=== GIVEN DATA ===

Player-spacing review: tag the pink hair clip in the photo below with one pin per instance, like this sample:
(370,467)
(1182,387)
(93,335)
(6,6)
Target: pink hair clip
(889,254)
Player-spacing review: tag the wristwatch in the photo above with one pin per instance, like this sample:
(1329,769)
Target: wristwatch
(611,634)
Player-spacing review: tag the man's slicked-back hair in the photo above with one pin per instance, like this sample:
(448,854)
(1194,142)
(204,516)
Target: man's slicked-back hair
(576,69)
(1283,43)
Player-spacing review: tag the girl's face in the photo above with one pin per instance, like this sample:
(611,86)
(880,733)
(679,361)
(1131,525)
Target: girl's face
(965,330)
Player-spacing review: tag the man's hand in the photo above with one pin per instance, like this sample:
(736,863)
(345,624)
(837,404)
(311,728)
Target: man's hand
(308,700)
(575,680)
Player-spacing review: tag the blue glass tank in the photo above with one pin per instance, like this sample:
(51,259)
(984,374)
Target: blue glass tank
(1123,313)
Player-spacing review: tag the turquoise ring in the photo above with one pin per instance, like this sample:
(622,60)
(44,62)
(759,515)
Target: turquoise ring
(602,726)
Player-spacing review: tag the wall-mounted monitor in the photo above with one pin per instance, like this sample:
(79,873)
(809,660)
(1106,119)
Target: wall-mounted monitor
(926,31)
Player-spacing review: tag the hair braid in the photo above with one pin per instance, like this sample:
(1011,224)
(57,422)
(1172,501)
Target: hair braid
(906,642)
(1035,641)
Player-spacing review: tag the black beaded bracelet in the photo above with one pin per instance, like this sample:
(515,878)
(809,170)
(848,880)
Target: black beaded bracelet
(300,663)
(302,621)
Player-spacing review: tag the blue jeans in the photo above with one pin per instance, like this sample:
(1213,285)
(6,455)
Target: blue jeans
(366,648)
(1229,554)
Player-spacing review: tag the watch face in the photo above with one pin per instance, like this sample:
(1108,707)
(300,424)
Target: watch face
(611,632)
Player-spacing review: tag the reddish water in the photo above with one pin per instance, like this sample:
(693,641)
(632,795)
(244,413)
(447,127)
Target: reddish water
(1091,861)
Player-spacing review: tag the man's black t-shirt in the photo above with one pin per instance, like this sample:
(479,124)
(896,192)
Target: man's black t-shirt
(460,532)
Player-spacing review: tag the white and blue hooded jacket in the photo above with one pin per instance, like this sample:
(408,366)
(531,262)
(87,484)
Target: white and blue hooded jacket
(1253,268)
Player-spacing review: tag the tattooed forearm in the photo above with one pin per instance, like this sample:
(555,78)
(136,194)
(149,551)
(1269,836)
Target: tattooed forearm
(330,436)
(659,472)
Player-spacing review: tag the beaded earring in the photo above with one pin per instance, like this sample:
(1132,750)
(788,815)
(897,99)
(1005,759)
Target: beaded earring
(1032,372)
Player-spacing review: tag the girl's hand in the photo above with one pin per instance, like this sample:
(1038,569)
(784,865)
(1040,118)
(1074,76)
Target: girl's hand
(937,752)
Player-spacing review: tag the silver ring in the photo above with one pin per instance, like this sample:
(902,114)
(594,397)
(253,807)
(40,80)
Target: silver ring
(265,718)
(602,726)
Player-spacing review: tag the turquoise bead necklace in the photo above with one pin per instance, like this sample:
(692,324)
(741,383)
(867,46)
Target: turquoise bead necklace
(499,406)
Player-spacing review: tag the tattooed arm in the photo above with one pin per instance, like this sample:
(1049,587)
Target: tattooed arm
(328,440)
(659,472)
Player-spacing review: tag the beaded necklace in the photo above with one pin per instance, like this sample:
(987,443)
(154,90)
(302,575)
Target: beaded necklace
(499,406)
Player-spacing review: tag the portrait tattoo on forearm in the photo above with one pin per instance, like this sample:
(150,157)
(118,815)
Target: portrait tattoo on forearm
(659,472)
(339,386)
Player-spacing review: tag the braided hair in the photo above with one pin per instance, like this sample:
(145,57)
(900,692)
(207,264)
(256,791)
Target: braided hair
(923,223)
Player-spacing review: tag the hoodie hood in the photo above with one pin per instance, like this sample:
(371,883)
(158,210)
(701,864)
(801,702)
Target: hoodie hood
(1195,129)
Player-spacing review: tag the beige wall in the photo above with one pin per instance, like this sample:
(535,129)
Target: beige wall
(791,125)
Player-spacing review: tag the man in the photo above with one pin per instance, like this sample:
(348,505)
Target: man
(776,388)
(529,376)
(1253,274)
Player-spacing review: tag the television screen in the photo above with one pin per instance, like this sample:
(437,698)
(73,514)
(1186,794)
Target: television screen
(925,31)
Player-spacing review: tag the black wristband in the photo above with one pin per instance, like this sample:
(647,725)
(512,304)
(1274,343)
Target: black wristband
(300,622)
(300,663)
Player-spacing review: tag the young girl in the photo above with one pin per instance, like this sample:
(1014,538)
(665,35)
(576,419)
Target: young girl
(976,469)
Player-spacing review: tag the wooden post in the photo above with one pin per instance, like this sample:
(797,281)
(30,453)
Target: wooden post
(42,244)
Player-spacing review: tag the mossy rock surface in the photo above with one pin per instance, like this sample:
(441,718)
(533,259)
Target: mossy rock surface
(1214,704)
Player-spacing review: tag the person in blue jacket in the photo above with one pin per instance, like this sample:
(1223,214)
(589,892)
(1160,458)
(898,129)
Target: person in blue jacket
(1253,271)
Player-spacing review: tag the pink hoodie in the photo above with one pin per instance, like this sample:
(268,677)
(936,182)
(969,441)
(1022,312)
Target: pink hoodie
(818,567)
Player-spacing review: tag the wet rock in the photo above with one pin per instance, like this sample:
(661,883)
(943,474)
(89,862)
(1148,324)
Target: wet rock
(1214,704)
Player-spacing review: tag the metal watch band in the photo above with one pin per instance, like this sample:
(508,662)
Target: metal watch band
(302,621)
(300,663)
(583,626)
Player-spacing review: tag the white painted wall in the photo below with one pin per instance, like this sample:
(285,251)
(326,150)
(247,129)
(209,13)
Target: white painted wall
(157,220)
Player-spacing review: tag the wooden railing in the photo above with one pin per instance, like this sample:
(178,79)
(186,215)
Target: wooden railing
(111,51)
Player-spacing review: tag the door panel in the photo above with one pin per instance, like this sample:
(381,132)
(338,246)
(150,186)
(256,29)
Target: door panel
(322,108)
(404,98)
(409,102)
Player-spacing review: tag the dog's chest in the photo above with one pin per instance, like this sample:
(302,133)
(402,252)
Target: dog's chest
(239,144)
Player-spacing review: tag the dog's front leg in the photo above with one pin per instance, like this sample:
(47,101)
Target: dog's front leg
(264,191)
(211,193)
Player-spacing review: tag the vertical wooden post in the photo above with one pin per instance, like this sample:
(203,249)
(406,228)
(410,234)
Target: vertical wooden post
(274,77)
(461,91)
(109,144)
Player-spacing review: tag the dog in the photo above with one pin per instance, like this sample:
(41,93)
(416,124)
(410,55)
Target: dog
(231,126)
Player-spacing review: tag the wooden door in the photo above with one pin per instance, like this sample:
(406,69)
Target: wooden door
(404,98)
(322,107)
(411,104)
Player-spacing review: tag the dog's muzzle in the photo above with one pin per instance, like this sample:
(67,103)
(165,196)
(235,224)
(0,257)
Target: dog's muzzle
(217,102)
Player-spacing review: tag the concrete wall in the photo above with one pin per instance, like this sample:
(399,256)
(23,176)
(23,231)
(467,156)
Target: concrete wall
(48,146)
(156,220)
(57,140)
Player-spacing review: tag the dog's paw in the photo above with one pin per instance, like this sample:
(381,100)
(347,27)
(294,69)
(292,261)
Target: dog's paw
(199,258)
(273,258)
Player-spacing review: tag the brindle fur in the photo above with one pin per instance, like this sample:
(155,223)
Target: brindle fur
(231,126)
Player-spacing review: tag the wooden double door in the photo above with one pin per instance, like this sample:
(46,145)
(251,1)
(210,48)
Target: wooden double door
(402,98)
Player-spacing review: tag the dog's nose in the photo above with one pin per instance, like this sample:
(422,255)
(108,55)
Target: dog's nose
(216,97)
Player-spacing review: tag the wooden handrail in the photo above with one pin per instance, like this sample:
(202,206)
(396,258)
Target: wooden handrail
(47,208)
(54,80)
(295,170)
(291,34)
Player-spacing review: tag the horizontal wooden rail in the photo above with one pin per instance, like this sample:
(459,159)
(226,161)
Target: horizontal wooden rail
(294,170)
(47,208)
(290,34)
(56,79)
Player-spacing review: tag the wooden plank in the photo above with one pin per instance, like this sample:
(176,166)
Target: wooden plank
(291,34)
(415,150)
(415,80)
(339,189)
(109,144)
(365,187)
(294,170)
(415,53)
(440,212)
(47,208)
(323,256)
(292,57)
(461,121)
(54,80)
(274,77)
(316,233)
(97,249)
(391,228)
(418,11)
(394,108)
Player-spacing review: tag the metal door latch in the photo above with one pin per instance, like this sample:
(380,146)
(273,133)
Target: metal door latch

===

Using the material above, extract the line that contains "Player-spacing review: tag the wooden door" and every line after it, exactly as given; stop at the last line.

Player-spacing review: tag the wooden door in the photo above with one pin per instance, like this sample:
(406,69)
Target: wooden door
(404,98)
(322,107)
(411,104)
Player-spacing review: tag the dog's muzzle in the photo above with one pin per instance, like this sample:
(67,103)
(165,196)
(235,224)
(0,257)
Target: dog's muzzle
(217,102)
Player-spacing review: tag the concrete wall in the photo above with one pin per instance, like this sample:
(399,256)
(23,176)
(23,231)
(467,156)
Target: concrete wall
(48,146)
(156,220)
(57,140)
Player-spacing review: tag the dog's paw in the photo above with one pin per instance, like this sample:
(381,100)
(347,27)
(294,69)
(292,261)
Target: dog's paw
(199,258)
(273,258)
Player-spacing review: tag the brindle fur in the photo above with one pin per instance, like this sample:
(155,223)
Target: brindle fur
(231,126)
Player-spacing review: tag the wooden double door in the photo above with one pin per instance, like this sample:
(46,145)
(251,1)
(210,48)
Target: wooden double door
(402,98)
Player-spacing review: tag the dog's nose in the photo above with one pin per instance, like this sample:
(422,255)
(108,55)
Target: dog's nose
(216,97)
Player-spacing review: tag the wooden handrail in the photo above with one pin per instance, like this sample:
(202,206)
(396,258)
Target: wooden handrail
(47,208)
(54,80)
(295,170)
(291,34)
Player-spacing review: tag the horizontal wooden rail in the photo above with one pin per instance, like this sample:
(459,159)
(226,161)
Target: horizontal wooden rail
(294,170)
(47,208)
(290,34)
(56,79)
Player-spacing review: tag the wooden plank in the photo above with one pin per instance, like this sample:
(176,166)
Target: wooden plank
(291,34)
(415,150)
(415,80)
(339,189)
(109,144)
(365,187)
(294,170)
(415,53)
(440,212)
(47,208)
(323,256)
(292,57)
(461,121)
(54,80)
(274,77)
(316,233)
(97,249)
(391,228)
(418,11)
(394,108)
Player-spacing review: tag the metal door latch in the photo above with one pin per instance, like this sample:
(380,146)
(273,133)
Target: metal door latch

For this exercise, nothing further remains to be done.